» **Dataset records**
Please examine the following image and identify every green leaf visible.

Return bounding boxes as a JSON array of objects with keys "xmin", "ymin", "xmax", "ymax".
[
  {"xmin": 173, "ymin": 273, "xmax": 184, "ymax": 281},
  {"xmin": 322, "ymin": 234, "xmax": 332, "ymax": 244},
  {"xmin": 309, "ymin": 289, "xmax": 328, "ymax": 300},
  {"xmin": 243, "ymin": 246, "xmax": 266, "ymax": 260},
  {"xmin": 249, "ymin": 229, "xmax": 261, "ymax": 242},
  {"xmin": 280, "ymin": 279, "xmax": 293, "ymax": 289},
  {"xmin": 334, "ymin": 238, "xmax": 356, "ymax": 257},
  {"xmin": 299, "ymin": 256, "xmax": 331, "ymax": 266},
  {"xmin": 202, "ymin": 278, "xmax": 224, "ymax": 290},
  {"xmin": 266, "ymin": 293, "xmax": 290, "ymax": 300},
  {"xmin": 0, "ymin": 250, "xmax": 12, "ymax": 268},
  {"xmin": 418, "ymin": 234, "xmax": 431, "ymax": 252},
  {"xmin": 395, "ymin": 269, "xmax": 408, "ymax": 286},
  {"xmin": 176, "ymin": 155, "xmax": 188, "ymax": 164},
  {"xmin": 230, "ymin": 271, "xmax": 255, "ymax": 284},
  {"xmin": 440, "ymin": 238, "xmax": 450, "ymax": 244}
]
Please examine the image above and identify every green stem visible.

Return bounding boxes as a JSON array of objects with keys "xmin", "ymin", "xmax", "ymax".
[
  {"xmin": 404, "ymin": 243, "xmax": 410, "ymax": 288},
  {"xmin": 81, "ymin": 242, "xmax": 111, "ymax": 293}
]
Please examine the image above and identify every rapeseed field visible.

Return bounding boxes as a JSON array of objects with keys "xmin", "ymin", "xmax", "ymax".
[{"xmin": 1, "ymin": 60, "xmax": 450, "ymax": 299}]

» **YOUR TASK**
Show each line of the data that contains the string "Please".

» **SOLUTION TO THIS TASK**
Please examine the following image and identify every green leaf visible.
Please examine the image above and identify every green stem visible.
Please examine the image above and identify every rapeseed field visible.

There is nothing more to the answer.